╭──

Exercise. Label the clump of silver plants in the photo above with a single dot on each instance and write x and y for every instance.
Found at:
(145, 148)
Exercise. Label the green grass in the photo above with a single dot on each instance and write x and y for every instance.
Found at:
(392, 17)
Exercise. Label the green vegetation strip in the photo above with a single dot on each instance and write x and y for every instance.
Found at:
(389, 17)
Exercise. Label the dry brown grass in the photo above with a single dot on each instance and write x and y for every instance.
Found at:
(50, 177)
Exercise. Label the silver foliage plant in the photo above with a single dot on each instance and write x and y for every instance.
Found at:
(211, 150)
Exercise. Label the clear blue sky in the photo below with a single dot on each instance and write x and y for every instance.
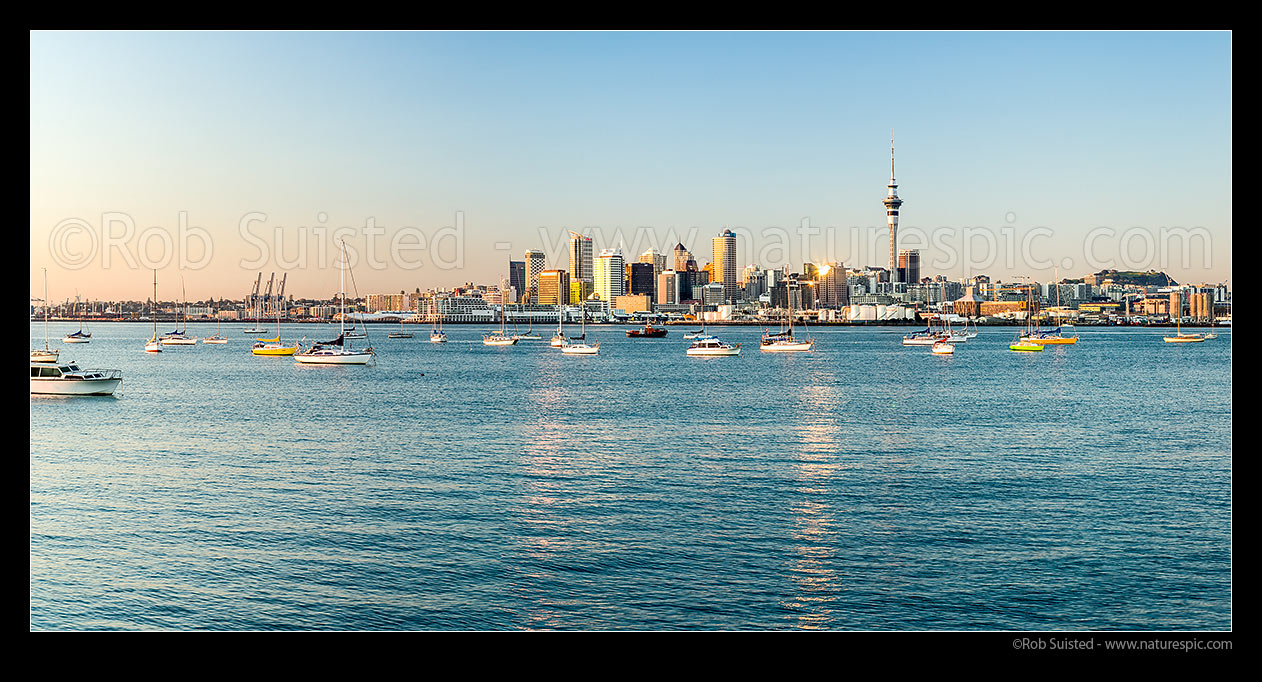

╰──

**Directions for this task**
Output the records exactly, please. The pictures are not part of the copy.

**Expected answer**
Exercise. Label the clump of silver plants in the photo above with a single dot on each instance and write x and y for every instance.
Found at:
(145, 148)
Exercise. Label the green grass in the photo above with a single dot on each instance and write x and y for every instance.
Found at:
(392, 17)
Exercise. Label the green vegetation strip in the photo above with a single dot on each instance and write x and y for every instance.
Found at:
(389, 17)
Exercise. Label the dry brown grass in the photo above with a single dot on each instance and write x and y for every instance.
Found at:
(50, 177)
Exercise. Label the silver foliage plant in the photo above with a single dot on each instance and write x and y for every instance.
Found at:
(211, 150)
Exercise. Label the clear blue sky in the photo below with a single dot on each instance and write x and y for every instance.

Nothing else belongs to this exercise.